EJERCICIOS POR RESOLVER:
**a.** Reproduce sin cambios el pasaje del texto sobre la economía argentina que va de "Estamos pasando por" a "acompañar al proyecto.".
**b.** Por favor, retoma el texto sobre la economía argentina a partir de su última oración y continúalo.

TEXTO EXTRAÍDO:
"""
Es por esto que aun hoy persisten en el diseño de esquemas económicos que se fundan en el ajuste. En Argentina el ajuste no es para ellos tan sólo un expediente administrativo; es un símbolo que los explica. Desearían constreñir a esta sociedad a acomodarse a sus propias necesidades; querrían –en la línea de los próceres que creían que el mal que aquejaba a la Argentina era su extensión- regir para un país de unos pocos millones de habitantes, sin tener que lidiar con las necesidades y exigencias de las decenas de millones que se concentran hoy en las ciudades y que requieren de soluciones sociales que no caben en el esquema del monocultivo en el que se formó la mentalidad de la clase dominante.

Estamos pasando por una coyuntura económica internacional que nos es favorable. El dato de la prosperidad económica que distingue al período Kirchner no se debe sólo a esto, por supuesto; hubo y hay una gestión inteligente de los parámetros monetarios que impidió que se siguieran dilapidando recursos y que devolvió al Estado la potestad de la Caja (esa Caja mítica que desvela a la oposición pero que no es otra cosa que la posibilidad de gestionar con un determinado sentido social el capital de los argentinos). De momento hay una valorización de las commodities que debe ser aprovechada para educar, industrializar, diversificar, tecnificar y fomentar el transporte (aéreo, vial y ferroviario) de acuerdo a un plan maestro que tenga en cuenta la integración regional y el bienestar de las masas que deben acompañar al proyecto.
"""
DATOS REGISTRADOS:
"""
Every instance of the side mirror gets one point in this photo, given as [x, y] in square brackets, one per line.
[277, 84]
"""
RESPUESTAS POR TAREA:
**a.**
Estamos pasando por una coyuntura económica internacional que nos es favorable. El dato de la prosperidad económica que distingue al período Kirchner no se debe sólo a esto, por supuesto; hubo y hay una gestión inteligente de los parámetros monetarios que impidió que se siguieran dilapidando recursos y que devolvió al Estado la potestad de la Caja (esa Caja mítica que desvela a la oposición pero que no es otra cosa que la posibilidad de gestionar con un determinado sentido social el capital de los argentinos). De momento hay una valorización de las commodities que debe ser aprovechada para educar, industrializar, diversificar, tecnificar y fomentar el transporte (aéreo, vial y ferroviario) de acuerdo a un plan maestro que tenga en cuenta la integración regional y el bienestar de las masas que deben acompañar al proyecto.

**b.**
La generación de Cristina Kirchner y Dilma Rousseff, que ha pasado por el fuego de la prueba y el error, está en condiciones de comprender muy bien de lo que se trata. Los que eran jóvenes en los ’70 saben o deberían saber cuáles son los límites del voluntarismo, pero también cuáles son los expedientes con los que es factible reducir al enemigo a la dimensión real de su fuerza social. Debajo de ellos está pujando una juventud nueva, que está descubriendo el país y a su historia. Es tremendamente importante que los jóvenes lleguen a la experiencia política sin explicaciones de compromiso respecto al pasado, sino con una comprensión clara de cuáles son los hechos que los antecedieron y cuál es la perspectiva que se abre ante ellos. De hecho, ellos mismos están procurándosela con el descubrimiento de una militancia que no pasa tanto por la pertenencia a una bandería, sino por la identificación con la causa de la patria.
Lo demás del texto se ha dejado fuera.